• [Textauszug]
>>>>>

Wie wir uns an den Klimawandel anpassen können
Heute stellte der Weltklimarat (IPCC) den zweiten Teil des sechsten Sachstandsberichts (kurz: AR6) zum Stand der Klimaforschung vor.1 Während der erste Teil vom letzten August die physikalischen Grundlagen, Ursachen und das Ausmass des Klimawandels beschreibt (siehe Blogbeitrag von Sonja Seneviratne), befasst sich der zweite Teil mit den Konsequenzen der Klimaerwärmung für die Umwelt und die Menschheit.
Ich habe als einer der Leitautoren der Arbeitsgruppe II am neuen Klimabericht mitgearbeitet. Er ist das Resultat eines eindrücklichen Prozesses: Mehrere hundert Forschende analysierten tausende wissenschaftliche Publikationen zu den Folgen des Klimawandels und zur Anpassung an diesen und fassten den aktuellen Wissensstand – vorwiegend per Videokonferenzen – im vorliegenden Bericht zusammen. Heute wurde die Essenz der Erkenntnisse der Politik und Gesellschaft präsentiert.2
Die Botschaft ist eindeutig: Der Klimawandel bedroht das menschliche Wohlergehen und die Gesundheit des Planeten. Anpassungen sind dringend notwendig. Und sie sind möglich. Die folgenden Befunde erachte ich als besonders wichtig.
Klimafolgen sind allgegenwärtig
Der Klimawandel wirkt sich bereits heute weltweit aus. Die Erde hat sich im globalen Durschnitt seit 1880 um rund 1.1 Grad Celsius erwärmt. Die Folgen sind in praktisch allen Umwelt- und Lebensbereichen klar nachweisbar und teils gravierend. Betroffen sind alle geographischen Zonen von den Tropen bis zu den Polen, sensible Ökosysteme wie Korallenriffe, die Wälder an Land sowie die Seegraswiesen und Algenwälder der Ozeane, aber auch Sektoren wie die Wasser- und Energiewirtschaft, die Landwirtschaft sowie die menschliche Gesundheit und Ernährung.
Selbst wenn es der Menschheit gelingt, den Treibhausgasausstoss bis 2050 auf netto null zu senken und den Temperaturanstieg auf 1.5 Grad zu begrenzen, sind weitreichende Risiken und Schäden für Umweltsysteme und Menschen vielerorts nicht mehr vermeidbar. Am grössten sind die Klimarisiken für Natur und Menschen in den Regionen mit dem höchsten Temperaturanstieg, an den Küsten, entlang von Flüssen, und in den Gebirgsregionen.

<<<<<

• [Übungsaufgaben]
a) Stimmen die folgenden Aussagen mit dem Textauszug überein? Antworten Sie jeweils mit Ja oder Nein und zitieren Sie die entscheidenden Worte wörtlich.
(i) Die Erde hat sich seit 1880 im globalen Durchschnitt um rund 1,1 Grad Celsius erwärmt.
(ii) Der erste Teil des Sachstandsberichts befasst sich mit den Konsequenzen der Klimaerwärmung für die Menschheit.
(iii) Gelingt es, den Temperaturanstieg auf 1,5 Grad zu begrenzen, lassen sich Risiken und Schäden für Umweltsysteme überall vermeiden.
b) Schreiben Sie aus dem Textauszug die Stelle von „Ich habe als“ bis „als besonders wichtig.“ genau ab.
Die Datensätze sind eigenständiges Material und gehören nicht zum Textauszug.

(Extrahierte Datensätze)
>>>>>

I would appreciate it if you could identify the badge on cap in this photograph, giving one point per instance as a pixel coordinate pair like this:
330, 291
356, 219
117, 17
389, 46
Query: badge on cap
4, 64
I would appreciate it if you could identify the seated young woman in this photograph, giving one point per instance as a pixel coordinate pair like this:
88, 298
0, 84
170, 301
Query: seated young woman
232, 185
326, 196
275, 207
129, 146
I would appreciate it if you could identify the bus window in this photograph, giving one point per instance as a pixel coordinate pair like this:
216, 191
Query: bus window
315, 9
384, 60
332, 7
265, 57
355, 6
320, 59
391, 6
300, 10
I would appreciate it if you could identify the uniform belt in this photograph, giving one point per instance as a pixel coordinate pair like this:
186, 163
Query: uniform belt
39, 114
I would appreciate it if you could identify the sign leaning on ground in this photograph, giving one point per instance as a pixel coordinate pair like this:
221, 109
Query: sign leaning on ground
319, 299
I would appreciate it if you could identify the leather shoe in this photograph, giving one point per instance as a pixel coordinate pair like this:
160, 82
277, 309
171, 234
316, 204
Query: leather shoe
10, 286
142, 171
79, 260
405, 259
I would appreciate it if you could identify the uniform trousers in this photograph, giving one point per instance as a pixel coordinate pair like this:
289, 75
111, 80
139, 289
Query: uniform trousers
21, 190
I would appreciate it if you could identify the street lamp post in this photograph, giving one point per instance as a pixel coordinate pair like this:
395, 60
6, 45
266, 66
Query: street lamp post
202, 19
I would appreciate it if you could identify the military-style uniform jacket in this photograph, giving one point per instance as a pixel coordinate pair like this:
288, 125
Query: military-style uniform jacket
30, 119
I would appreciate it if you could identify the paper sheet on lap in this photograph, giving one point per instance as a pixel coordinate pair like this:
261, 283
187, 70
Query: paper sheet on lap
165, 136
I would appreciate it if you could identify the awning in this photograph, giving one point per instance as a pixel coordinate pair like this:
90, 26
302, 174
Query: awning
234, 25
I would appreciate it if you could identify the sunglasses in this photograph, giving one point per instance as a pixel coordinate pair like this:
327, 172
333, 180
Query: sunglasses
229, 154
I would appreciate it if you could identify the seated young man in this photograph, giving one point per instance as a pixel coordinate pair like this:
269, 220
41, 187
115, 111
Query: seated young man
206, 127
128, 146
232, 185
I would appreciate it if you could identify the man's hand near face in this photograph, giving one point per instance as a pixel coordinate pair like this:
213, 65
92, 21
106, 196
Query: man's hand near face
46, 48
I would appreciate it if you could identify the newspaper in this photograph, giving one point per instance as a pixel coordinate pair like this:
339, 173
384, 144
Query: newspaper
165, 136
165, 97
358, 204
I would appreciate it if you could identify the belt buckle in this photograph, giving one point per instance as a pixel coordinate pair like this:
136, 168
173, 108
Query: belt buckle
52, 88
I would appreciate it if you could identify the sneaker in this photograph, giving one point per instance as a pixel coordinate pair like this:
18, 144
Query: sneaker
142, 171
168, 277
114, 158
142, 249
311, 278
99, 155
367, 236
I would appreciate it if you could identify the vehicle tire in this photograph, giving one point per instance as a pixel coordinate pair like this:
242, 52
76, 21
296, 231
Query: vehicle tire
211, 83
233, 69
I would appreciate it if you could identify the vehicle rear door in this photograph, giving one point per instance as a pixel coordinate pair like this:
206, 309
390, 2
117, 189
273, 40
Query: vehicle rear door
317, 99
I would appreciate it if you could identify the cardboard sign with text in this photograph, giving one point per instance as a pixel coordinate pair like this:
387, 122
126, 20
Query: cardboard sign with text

<<<<<

• [Ausgearbeitete Lösungen]
a)
(i) Ja: „Die Erde hat sich im globalen Durschnitt seit 1880 um rund 1.1 Grad Celsius erwärmt.“
(ii) Nein: „befasst sich der zweite Teil mit den Konsequenzen der Klimaerwärmung für die Umwelt und die Menschheit.“
(iii) Nein: „sind weitreichende Risiken und Schäden für Umweltsysteme und Menschen vielerorts nicht mehr vermeidbar.“

b)
Ich habe als einer der Leitautoren der Arbeitsgruppe II am neuen Klimabericht mitgearbeitet. Er ist das Resultat eines eindrücklichen Prozesses: Mehrere hundert Forschende analysierten tausende wissenschaftliche Publikationen zu den Folgen des Klimawandels und zur Anpassung an diesen und fassten den aktuellen Wissensstand – vorwiegend per Videokonferenzen – im vorliegenden Bericht zusammen. Heute wurde die Essenz der Erkenntnisse der Politik und Gesellschaft präsentiert.2
Die Botschaft ist eindeutig: Der Klimawandel bedroht das menschliche Wohlergehen und die Gesundheit des Planeten. Anpassungen sind dringend notwendig. Und sie sind möglich. Die folgenden Befunde erachte ich als besonders wichtig.